Could you pull out, word for word, the stretch of the entries below from the line containing "target = airport building" through the line containing "column 47, row 325", both of those lines included?

[MATERIAL PROVIDED]:
━━━━━━━━

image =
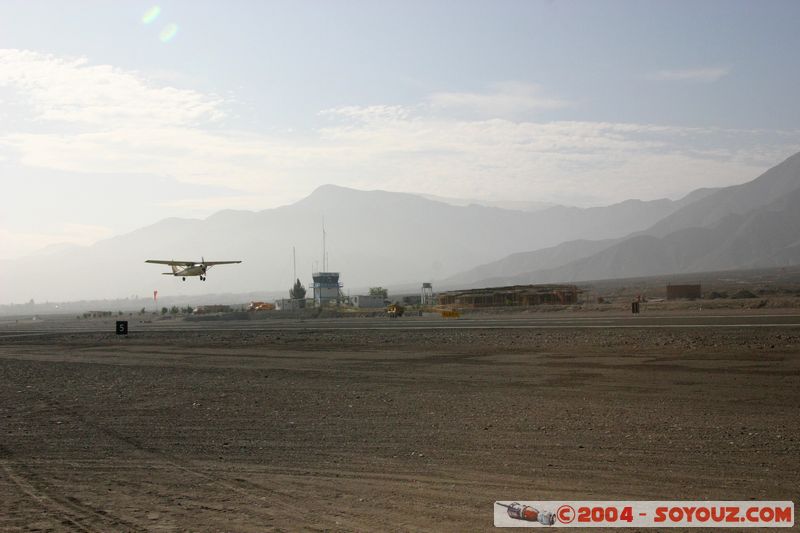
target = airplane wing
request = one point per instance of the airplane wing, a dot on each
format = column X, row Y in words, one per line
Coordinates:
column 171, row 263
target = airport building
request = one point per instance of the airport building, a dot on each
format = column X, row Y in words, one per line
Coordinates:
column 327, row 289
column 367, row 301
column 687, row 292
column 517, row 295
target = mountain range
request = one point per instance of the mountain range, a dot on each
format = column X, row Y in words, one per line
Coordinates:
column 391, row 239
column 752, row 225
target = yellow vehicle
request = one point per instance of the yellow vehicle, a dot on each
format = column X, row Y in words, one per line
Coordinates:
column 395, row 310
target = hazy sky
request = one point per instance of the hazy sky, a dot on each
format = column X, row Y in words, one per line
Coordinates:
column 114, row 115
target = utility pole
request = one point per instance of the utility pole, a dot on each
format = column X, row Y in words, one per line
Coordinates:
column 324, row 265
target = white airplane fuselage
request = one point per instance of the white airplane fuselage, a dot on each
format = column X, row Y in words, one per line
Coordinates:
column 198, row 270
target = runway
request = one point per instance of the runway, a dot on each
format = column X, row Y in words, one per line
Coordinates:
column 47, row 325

━━━━━━━━

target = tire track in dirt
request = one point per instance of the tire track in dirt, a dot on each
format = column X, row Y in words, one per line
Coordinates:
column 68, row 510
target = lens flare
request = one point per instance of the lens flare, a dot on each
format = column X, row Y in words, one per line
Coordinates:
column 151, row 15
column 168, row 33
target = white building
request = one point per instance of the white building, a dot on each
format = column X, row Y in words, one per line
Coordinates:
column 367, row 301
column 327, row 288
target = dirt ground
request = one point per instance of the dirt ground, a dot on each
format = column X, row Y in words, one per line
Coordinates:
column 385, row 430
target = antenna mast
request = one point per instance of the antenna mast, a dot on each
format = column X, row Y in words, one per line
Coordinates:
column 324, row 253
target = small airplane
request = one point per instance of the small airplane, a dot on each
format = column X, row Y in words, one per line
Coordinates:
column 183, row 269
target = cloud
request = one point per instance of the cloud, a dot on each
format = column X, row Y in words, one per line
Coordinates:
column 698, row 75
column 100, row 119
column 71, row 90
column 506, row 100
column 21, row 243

━━━━━━━━

[RESPONSE TO THE EXERCISE]:
target = airport building
request = one point per instance of the airport building, a dot on each
format = column X, row Y in words, one per line
Coordinates:
column 327, row 289
column 367, row 301
column 687, row 292
column 517, row 295
target = mountain range
request = one point per instance of the mountain range, a dot on each
format = column X, row Y in words, one per line
Coordinates:
column 391, row 239
column 752, row 225
target = yellow vehicle
request = one point per instance of the yellow vehicle, a dot on each
format = column X, row Y in words, one per line
Coordinates:
column 395, row 310
target = hazy sky
request = one point per instance of the hazy sky, a dot on each
format = column X, row Y in words, one per line
Coordinates:
column 114, row 115
target = utility pole
request = one point per instance of the utility pole, a dot on each
format = column X, row Y in words, one per line
Coordinates:
column 324, row 265
target = white airplane fuselage
request = one point per instance of the white airplane fuselage, a dot on each
format = column X, row Y in words, one per line
Coordinates:
column 198, row 270
target = runway
request = one point per instance of the runway, a dot on each
format = column X, row Y in words, one per line
Coordinates:
column 47, row 325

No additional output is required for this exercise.